§ Brief 1:
Summarize the post on participation in a collaborative learning community in two sentences.

§ Source text:
Wednesday, January 7, 2009

Module 3

Participation in a collaborative learning community can be assessed by requiring a minimum amount of participation by the learner. A rubric can be designed to cover collaboration. Assessment can be designed to cover not necessarily what the student covers so long as it is appropriate for the discussion, but how well supported their subject matter. All students bring a varying amount of knowledge with them to every course. A level of pre-required knowledge can be stated for a course. This may help.

If a student does not want to participate in the learning community, there are several things that can be tried. Team building exercises can be of value for some members of the learning community. Seimens (2008) states that an excellent activity can be a role-playing task, which is done at the start of a class. Other students may be reluctant due to a lack of experience with a working team. An online format may be less intimidating for students because by its nature, it builds in more time to think. Other members of the learning community may be active participants. This may urge on the reluctant student to participate. Other methods of collaboration such as blogs or wikis, can also help a student take part in a collaborative exercise. The instructor can prepare a rubric that requires participation as a substantial part of the student’s grade. This would automatically make it part of the assessment plan.

§ Brief 2:
Pick out and copy every line of the listing below that contains the word "white".

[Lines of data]
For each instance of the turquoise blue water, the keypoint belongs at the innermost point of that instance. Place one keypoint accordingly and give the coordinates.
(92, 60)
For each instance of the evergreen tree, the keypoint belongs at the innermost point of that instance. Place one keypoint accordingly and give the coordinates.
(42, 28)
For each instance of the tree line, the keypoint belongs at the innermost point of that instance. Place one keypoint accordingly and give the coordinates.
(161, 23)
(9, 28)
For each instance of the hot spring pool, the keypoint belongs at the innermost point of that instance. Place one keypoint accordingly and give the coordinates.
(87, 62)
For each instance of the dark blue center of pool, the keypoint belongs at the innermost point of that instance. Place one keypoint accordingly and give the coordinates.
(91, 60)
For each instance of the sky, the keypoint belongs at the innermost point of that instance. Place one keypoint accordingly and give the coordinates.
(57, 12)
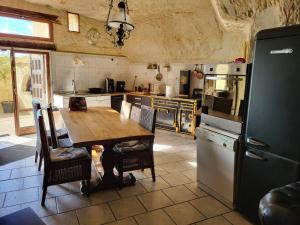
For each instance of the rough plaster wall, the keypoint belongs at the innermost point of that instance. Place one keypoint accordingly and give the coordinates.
(188, 35)
(254, 15)
(68, 41)
(168, 30)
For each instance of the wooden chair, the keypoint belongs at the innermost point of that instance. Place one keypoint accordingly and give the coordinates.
(61, 134)
(125, 109)
(62, 165)
(56, 142)
(135, 155)
(135, 114)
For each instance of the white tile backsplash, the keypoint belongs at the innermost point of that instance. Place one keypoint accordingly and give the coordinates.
(92, 74)
(96, 68)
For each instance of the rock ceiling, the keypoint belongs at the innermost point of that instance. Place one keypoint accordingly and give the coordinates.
(97, 9)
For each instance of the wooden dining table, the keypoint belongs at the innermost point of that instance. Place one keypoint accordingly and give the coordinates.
(103, 126)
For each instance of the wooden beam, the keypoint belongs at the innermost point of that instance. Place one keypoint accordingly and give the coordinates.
(23, 14)
(27, 44)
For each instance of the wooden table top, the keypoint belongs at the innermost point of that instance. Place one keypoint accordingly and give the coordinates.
(100, 125)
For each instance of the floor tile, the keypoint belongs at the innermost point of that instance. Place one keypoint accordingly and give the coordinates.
(103, 196)
(4, 174)
(33, 181)
(13, 165)
(176, 179)
(71, 202)
(184, 213)
(95, 215)
(24, 172)
(21, 196)
(11, 185)
(126, 207)
(152, 186)
(2, 197)
(236, 219)
(195, 189)
(132, 190)
(127, 221)
(157, 217)
(55, 191)
(49, 208)
(173, 167)
(8, 210)
(191, 174)
(155, 200)
(179, 194)
(69, 218)
(219, 220)
(209, 206)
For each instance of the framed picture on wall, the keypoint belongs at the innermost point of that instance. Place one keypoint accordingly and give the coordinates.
(73, 22)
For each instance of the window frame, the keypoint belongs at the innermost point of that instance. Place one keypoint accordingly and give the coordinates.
(17, 36)
(77, 14)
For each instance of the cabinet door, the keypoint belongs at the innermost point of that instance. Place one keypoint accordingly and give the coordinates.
(186, 120)
(146, 101)
(166, 118)
(116, 102)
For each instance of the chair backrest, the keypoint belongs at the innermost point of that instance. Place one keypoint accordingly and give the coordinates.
(36, 106)
(77, 103)
(135, 114)
(148, 118)
(52, 126)
(125, 109)
(43, 136)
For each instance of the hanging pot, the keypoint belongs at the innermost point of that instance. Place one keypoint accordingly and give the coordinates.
(197, 72)
(159, 75)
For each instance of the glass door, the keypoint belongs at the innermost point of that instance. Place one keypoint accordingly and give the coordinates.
(7, 119)
(31, 81)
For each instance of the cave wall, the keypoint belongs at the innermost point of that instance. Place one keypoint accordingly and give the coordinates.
(190, 35)
(69, 41)
(254, 15)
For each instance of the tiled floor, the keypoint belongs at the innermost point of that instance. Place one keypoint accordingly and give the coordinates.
(173, 199)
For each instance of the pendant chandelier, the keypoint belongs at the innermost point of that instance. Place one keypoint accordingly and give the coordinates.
(119, 24)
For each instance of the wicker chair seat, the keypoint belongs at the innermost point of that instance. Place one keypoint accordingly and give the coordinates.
(62, 133)
(64, 143)
(62, 154)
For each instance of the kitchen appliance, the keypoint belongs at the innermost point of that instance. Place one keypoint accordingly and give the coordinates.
(95, 90)
(109, 85)
(224, 86)
(120, 86)
(218, 136)
(216, 163)
(271, 156)
(184, 84)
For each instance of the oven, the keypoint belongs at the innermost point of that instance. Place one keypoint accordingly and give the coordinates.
(167, 111)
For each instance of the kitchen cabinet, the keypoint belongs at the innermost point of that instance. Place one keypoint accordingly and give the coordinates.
(62, 101)
(138, 101)
(116, 102)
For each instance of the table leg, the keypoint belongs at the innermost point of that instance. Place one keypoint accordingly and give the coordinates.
(109, 179)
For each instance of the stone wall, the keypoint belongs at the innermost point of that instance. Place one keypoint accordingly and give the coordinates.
(69, 41)
(254, 15)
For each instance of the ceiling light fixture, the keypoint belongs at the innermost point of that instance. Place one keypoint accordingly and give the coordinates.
(119, 24)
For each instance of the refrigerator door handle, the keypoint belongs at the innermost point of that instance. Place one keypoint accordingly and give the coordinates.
(254, 156)
(255, 142)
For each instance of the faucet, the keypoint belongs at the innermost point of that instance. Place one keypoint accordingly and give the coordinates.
(74, 87)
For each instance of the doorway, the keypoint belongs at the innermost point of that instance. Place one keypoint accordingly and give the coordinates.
(30, 79)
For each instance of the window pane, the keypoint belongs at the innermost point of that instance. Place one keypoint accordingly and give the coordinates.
(15, 26)
(73, 22)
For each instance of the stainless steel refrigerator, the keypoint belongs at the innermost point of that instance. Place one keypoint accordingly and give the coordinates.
(271, 155)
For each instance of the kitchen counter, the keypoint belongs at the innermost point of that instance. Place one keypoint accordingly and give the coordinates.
(145, 94)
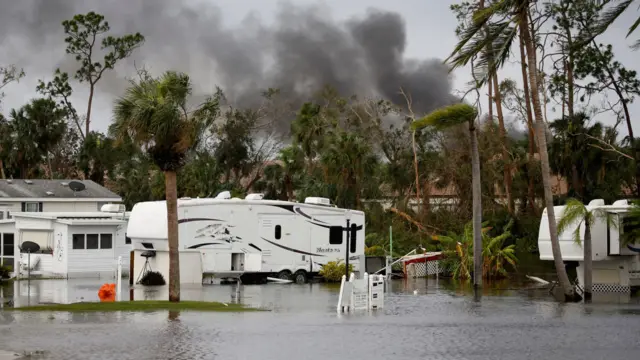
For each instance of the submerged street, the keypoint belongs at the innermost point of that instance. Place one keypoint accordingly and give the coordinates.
(440, 321)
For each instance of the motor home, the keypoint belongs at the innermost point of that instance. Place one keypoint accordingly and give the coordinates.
(616, 260)
(250, 238)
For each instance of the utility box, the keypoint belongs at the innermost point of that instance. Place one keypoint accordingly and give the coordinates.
(376, 292)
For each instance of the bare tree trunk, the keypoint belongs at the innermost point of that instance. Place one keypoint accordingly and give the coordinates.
(563, 278)
(171, 194)
(88, 121)
(503, 140)
(527, 99)
(415, 166)
(477, 207)
(490, 88)
(588, 260)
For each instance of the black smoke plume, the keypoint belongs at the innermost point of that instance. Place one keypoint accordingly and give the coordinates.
(299, 53)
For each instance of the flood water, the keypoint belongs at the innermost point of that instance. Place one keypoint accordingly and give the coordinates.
(440, 321)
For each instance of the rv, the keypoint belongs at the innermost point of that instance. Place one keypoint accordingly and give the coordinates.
(250, 238)
(616, 262)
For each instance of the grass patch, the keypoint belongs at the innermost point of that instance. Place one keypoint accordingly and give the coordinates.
(151, 305)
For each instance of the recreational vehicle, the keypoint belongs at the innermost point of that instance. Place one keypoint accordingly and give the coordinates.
(616, 261)
(250, 238)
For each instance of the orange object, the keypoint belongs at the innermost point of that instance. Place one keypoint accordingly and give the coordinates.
(107, 293)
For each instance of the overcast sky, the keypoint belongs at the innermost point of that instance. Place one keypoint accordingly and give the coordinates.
(198, 41)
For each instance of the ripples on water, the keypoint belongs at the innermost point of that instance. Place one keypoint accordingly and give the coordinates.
(439, 322)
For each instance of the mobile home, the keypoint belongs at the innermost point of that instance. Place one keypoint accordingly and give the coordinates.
(616, 262)
(249, 238)
(72, 244)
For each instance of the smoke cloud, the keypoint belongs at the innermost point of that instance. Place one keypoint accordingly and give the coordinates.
(299, 53)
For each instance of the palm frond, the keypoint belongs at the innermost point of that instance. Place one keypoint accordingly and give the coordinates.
(446, 117)
(574, 212)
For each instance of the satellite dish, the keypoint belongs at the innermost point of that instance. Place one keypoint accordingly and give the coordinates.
(76, 186)
(30, 247)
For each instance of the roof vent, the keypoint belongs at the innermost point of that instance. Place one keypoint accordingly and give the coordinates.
(596, 202)
(623, 202)
(113, 208)
(317, 201)
(224, 195)
(254, 197)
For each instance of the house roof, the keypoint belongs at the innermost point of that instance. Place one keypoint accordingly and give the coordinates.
(53, 189)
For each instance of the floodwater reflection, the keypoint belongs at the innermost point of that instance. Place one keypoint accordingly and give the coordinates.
(422, 318)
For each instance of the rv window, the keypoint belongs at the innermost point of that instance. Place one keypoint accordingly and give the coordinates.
(335, 235)
(106, 241)
(92, 241)
(278, 232)
(8, 244)
(630, 228)
(78, 242)
(353, 238)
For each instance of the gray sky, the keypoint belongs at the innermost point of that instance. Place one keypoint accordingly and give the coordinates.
(226, 43)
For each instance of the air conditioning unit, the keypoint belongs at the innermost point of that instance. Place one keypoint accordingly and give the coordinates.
(317, 201)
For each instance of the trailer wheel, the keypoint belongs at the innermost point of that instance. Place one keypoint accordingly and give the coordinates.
(300, 277)
(284, 275)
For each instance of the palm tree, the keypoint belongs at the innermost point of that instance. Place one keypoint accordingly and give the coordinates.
(153, 113)
(576, 212)
(455, 115)
(500, 25)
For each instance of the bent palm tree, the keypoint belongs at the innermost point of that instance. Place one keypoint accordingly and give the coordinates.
(455, 115)
(576, 212)
(499, 25)
(153, 112)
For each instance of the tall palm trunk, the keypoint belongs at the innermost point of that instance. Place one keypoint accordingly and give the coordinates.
(527, 99)
(172, 235)
(495, 96)
(503, 140)
(477, 206)
(563, 278)
(588, 260)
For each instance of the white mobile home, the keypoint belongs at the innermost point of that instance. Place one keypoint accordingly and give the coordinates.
(73, 244)
(44, 196)
(251, 237)
(616, 264)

§ Written reply 1:
Participation in a collaborative learning community can be assessed by requiring a minimum amount of participation, and a rubric can be designed to cover collaboration. For a student who does not want to participate, the instructor can try team-building exercises such as a role-playing task at the start of a class, an online format, the example of other active members, blogs or wikis, and a rubric that makes participation a substantial part of the grade.

§ Written reply 2:
For each instance of the white tile backsplash, the keypoint belongs at the innermost point of that instance. Place one keypoint accordingly and give the coordinates.
For each instance of the white mobile home, the keypoint belongs at the innermost point of that instance. Place one keypoint accordingly and give the coordinates.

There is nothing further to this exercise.